▶ [WHAT YOU SHOULD DO]
Word for word, set down the records and skip each picture.

▶ [MATERIALS PROVIDED]
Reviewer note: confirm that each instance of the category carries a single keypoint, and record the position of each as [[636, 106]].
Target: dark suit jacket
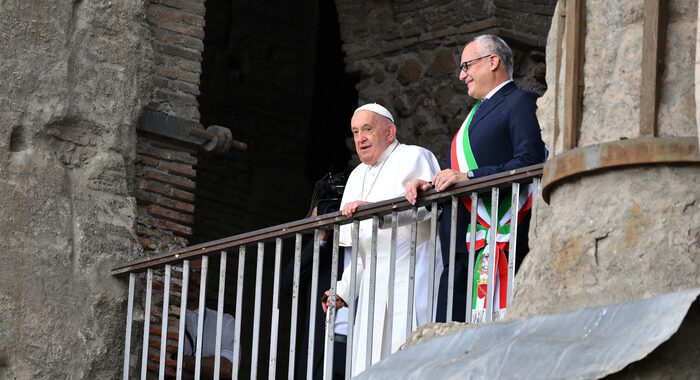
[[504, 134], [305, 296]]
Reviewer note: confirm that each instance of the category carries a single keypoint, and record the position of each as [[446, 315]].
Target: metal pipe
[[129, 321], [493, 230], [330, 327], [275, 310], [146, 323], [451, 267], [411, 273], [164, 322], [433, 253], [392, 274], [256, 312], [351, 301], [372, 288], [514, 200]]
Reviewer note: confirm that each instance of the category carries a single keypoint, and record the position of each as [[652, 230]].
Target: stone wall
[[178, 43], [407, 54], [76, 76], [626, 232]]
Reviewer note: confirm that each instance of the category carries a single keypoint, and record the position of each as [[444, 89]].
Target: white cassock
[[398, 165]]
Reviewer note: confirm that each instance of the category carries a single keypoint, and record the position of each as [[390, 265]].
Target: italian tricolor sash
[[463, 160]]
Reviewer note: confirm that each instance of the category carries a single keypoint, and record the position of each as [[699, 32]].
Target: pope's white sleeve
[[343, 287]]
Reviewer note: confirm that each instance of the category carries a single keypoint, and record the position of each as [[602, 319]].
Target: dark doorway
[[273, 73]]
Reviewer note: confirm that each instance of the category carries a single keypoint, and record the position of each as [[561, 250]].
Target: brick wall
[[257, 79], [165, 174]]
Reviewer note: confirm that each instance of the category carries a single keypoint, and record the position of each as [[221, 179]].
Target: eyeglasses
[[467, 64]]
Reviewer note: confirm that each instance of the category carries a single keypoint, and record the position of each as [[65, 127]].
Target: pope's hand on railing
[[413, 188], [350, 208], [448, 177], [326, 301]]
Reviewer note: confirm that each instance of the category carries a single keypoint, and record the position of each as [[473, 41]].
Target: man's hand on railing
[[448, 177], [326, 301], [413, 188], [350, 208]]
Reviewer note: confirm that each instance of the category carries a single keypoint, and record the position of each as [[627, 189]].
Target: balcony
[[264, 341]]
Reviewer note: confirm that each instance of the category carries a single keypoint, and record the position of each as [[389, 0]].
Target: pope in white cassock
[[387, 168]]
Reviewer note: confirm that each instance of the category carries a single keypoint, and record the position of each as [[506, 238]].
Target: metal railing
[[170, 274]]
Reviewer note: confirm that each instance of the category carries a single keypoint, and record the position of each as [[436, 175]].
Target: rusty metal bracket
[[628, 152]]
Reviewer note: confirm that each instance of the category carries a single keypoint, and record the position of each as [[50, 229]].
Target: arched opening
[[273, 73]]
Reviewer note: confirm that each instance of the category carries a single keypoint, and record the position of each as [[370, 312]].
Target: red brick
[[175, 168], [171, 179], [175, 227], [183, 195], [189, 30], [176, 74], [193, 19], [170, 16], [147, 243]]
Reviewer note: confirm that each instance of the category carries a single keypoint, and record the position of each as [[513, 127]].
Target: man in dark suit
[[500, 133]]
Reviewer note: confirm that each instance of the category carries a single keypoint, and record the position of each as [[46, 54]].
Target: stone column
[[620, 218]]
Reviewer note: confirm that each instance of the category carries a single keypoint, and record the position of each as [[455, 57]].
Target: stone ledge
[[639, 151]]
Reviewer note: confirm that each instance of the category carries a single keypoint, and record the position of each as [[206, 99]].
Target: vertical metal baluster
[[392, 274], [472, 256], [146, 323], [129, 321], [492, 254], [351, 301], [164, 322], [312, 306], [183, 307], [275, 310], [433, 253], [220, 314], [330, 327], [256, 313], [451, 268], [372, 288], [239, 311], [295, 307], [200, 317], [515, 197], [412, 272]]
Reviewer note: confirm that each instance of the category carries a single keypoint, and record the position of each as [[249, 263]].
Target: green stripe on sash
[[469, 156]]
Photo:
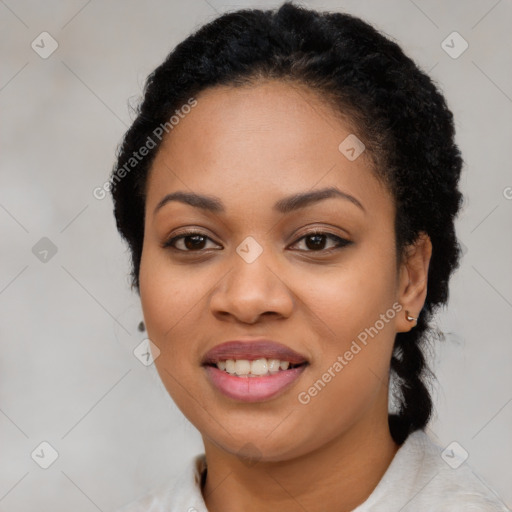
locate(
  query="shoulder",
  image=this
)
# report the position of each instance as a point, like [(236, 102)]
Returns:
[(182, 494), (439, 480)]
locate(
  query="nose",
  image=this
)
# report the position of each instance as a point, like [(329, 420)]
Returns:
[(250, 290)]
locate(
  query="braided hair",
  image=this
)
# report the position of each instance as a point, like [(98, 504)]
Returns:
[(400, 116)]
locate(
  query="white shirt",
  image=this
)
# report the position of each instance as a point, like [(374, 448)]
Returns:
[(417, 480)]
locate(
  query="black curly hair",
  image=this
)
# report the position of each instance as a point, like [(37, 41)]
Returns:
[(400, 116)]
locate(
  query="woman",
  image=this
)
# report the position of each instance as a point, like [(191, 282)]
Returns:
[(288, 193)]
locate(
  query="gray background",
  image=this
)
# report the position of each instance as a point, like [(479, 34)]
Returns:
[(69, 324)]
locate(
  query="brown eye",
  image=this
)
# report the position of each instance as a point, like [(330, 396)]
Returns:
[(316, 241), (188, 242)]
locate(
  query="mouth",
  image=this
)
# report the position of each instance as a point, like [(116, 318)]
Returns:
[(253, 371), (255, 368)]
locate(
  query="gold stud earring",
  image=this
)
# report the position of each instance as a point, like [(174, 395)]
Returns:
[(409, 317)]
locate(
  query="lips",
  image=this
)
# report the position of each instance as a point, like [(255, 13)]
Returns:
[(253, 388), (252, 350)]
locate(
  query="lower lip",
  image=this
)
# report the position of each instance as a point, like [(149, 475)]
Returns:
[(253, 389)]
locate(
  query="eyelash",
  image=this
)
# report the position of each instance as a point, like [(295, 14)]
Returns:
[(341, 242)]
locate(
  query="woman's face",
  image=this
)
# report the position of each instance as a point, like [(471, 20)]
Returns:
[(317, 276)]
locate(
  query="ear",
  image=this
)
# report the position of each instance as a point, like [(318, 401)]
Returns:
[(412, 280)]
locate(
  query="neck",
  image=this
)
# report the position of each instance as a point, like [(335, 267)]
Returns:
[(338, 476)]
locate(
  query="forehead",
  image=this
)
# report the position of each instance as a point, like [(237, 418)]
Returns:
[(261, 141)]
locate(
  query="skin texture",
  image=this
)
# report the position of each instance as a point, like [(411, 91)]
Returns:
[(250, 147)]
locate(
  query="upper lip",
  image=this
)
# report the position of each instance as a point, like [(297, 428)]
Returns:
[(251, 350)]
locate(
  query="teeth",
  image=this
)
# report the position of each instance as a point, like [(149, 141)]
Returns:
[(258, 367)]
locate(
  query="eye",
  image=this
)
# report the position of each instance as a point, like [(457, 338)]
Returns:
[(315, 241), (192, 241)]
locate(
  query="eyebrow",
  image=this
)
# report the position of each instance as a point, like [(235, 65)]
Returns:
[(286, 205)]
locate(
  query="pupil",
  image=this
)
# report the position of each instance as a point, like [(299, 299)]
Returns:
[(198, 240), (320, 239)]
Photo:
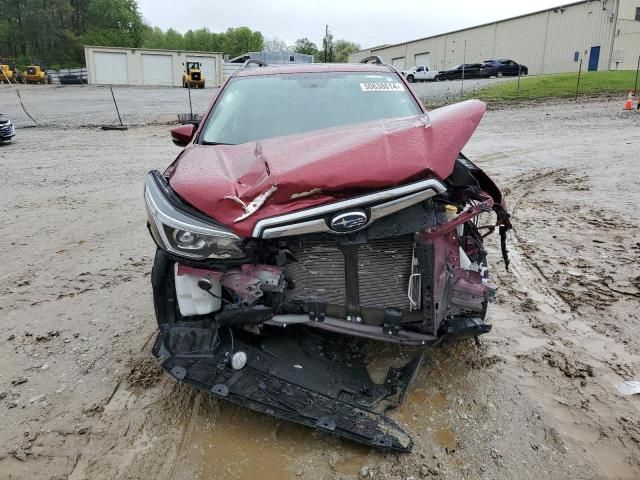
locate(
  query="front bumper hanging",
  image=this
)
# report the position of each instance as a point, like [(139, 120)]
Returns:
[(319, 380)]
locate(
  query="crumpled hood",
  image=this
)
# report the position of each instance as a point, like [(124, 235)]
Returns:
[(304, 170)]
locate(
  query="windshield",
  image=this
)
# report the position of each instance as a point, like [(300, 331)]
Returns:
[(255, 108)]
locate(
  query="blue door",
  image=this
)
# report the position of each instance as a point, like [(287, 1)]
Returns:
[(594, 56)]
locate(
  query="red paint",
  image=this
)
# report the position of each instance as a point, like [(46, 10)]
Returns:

▶ [SOLUTION]
Reviewer note: confirm that each instance of the category carries a single keypoint, and record the position of each as [[636, 106]].
Target: dark suit jacket
[[504, 134], [305, 296]]
Reviewer note: confirm that each instance of the category carries a single keypoint, and record the position of each as [[446, 315]].
Target: metal pipe
[[129, 321], [493, 230], [330, 327], [275, 310], [146, 323], [451, 267], [411, 273], [164, 322], [433, 253], [392, 274], [256, 312], [351, 301], [372, 288], [514, 200]]
Reviewer note: confirm that each instance of the category carries a single keypoint, and record the position of each as [[652, 230]].
Target: stone wall
[[178, 43], [407, 54], [76, 76], [626, 232]]
Reviewer note: confirm that each instance of the category carries a single keypoint, and record the position of each as [[444, 89]].
Target: white cassock
[[398, 165]]
Reviewer note: confirm that each instance of the category carries a single keypoint, and record the position of each as [[390, 265]].
Target: italian tricolor sash
[[463, 160]]
Reviewer note: confirm that each instance of the category carries a single keypoint, and record the position of each as [[699, 32]].
Target: pope's white sleeve
[[343, 287]]
Reviewer note: confirm that each instance of the category carries a single keypoint, and record the position of each as [[602, 319]].
Target: dark doorway
[[273, 73]]
Reviewer note: confirm that each instance of the category carries a single keypoint, and record the position of each as [[561, 250]].
Target: brick wall
[[257, 79], [165, 174]]
Reviewer note: confirm that each instance of the category carries a single keypoint, and record the position of each as [[221, 179]].
Target: eyeglasses
[[467, 64]]
Reviewer note: confirm that each instance of the category carries a single keypoint, and record the position of each as [[65, 127]].
Target: pope's hand on railing
[[413, 188], [350, 208], [448, 177], [326, 301]]
Reviewer note: confirm that each instance of the category carries a single keypoint, and record the position of each as [[473, 41]].
Target: man's hand on railing
[[448, 177], [326, 301], [413, 188], [350, 208]]
Reviewer note: confirm that each instance of the category carries a single keypoint, and record the position of each as [[627, 189]].
Target: balcony
[[264, 341]]
Reviewer note: confirm that each instance of the category carries a single keypoint, and record the position of each as [[389, 0]].
Target: pope in white cassock
[[387, 168]]
Reviewer note: confirm that each instance of the category carries a single keypoint, and record the position of each as [[506, 238]].
Target: metal railing
[[170, 274]]
Reviewer note: confirm that each instance of the category carries a single keypoint, and record the position of each as [[436, 175]].
Target: rusty metal bracket
[[628, 152]]
Reviewer note: confirm that each instance of the category carries a single keypoint, and record the position of each as [[50, 229]].
Target: arched opening
[[273, 73]]
Reviewer note: confirm that each instance of the category carries a single keypoint, and record the position of each as [[370, 312]].
Target: red brick
[[175, 168], [171, 179], [175, 227], [183, 195], [189, 30], [176, 74], [193, 19], [170, 16], [147, 243]]
Reviewer note: confirm that each instance of the category carries a single keypoint, and record the position of each as [[513, 127]].
Target: man in dark suit
[[500, 133]]
Reviewer note: confirm that each instance of the category carries a single keypoint, and record the position of each as [[46, 54]].
Target: stone column
[[620, 218]]
Reviewer note: confirm that each instance of the category carries a single keypoint, and record the position of each as [[455, 57]].
Target: stone ledge
[[639, 151]]
Reviewer note: confirm that each instance of the category carries a single keypoint, and record the position of each as [[206, 99]].
Target: vertical metal baluster
[[392, 274], [472, 256], [146, 323], [129, 321], [492, 254], [351, 301], [164, 322], [312, 306], [183, 307], [275, 310], [433, 253], [220, 314], [330, 327], [256, 313], [451, 268], [372, 288], [239, 311], [295, 307], [200, 317], [515, 197], [412, 272]]
Reviewer note: confirm that each instance of the category carries a single keypoint, and record the position of each as [[249, 263]].
Target: green stripe on sash
[[469, 156]]
Photo:
locate(
  query="shoulder",
  image=this
)
# report the position of each instance as a point, like [(236, 102)]
Returns:
[(182, 494), (439, 480)]
locate(
  query="nose",
  image=this
)
# report the position of each instance as a point, like [(329, 420)]
Returns:
[(250, 290)]
locate(
  query="braided hair",
  image=this
)
# report the position of each instance as a point, like [(98, 504)]
Returns:
[(400, 116)]
locate(
  query="white shirt",
  image=this
)
# report the position of each instance as a point, like [(374, 448)]
Returns:
[(417, 480)]
locate(
  query="black curly hair",
  image=this
)
# report the position of each instance as a point, like [(37, 41)]
Returns:
[(400, 116)]
locate(
  query="woman",
  image=this
)
# report the position of each instance as a point, like [(191, 282)]
Returns:
[(288, 193)]
locate(
  query="gray background",
  image=this
)
# report the position of each instance as a point, like [(479, 34)]
Returns:
[(69, 324)]
locate(
  query="brown eye",
  image=this
)
# report the position of each instance as a point, like [(330, 396)]
Returns:
[(316, 241), (188, 242)]
locate(
  query="mouth",
  image=this
)
# report the position of each instance as a point, like [(116, 318)]
Returns:
[(253, 371), (255, 368)]
locate(
  query="gold stud earring",
  image=this
)
# report the position of each instance as a point, like [(174, 395)]
Returns:
[(409, 317)]
locate(
  query="lips",
  image=this
)
# report the position of each instance as a point, like [(255, 13)]
Returns:
[(253, 388), (252, 350)]
locate(
  query="lower lip",
  image=this
)
# report the position of each instance as a point, like [(149, 475)]
Returns:
[(253, 389)]
locate(
  query="eyelash",
  image=this
)
# report the position of each instance as a point, like [(295, 14)]
Returns:
[(341, 242)]
locate(
  query="woman's face",
  image=this
)
# report the position of each instance as a point, like [(471, 20)]
Returns:
[(317, 276)]
locate(
  query="ear",
  image=this
)
# report the position of each instance as a point, like [(318, 401)]
Returns:
[(412, 280)]
locate(
  query="neck",
  image=this
)
# report the position of each instance as a point, like [(335, 267)]
Returns:
[(338, 476)]
locate(
  query="forehead",
  image=this
)
# report the position of each instance as a point, like [(237, 418)]
Returns:
[(261, 141)]
locate(
  query="skin texture",
  image=this
)
# report the position of each instance as a point, like [(411, 91)]
Returns:
[(250, 147)]
locate(
  query="upper lip",
  image=this
)
# report the position of each instance as a point, like [(297, 428)]
Returns:
[(251, 350)]
locate(
  query="teeth",
  image=this
)
# report the position of each instance as a point, like [(149, 141)]
Returns:
[(258, 367)]
locate(
  query="eye",
  image=this
)
# report the position of each instance as a point, like [(457, 338)]
Returns:
[(315, 241), (192, 241)]
locate(
  query="eyebrow",
  image=this
)
# report the position of each instance as a point, like [(235, 65)]
Returns:
[(286, 205)]
locate(
  query="pupil",
  image=this
)
# report the position of each instance as a point, like [(299, 299)]
Returns:
[(198, 240), (320, 239)]
Photo:
locate(
  query="front bumper hanging",
  image=this
)
# report the position of each instance as a point, like [(139, 120)]
Returns:
[(319, 380)]
locate(
  query="crumpled hood",
  image=this
)
# report the position of each instance as a point, like [(124, 235)]
Returns:
[(304, 170)]
locate(
  query="windshield",
  image=this
)
# report the position of each instance as a point, like [(300, 331)]
Returns:
[(255, 108)]
locate(
  query="blue door",
  image=this
)
# report the position of each instance as a point, like [(287, 1)]
Returns:
[(594, 56)]
locate(
  query="red paint",
  image=this
)
# report the position of each instance as a point, like [(46, 10)]
Returns:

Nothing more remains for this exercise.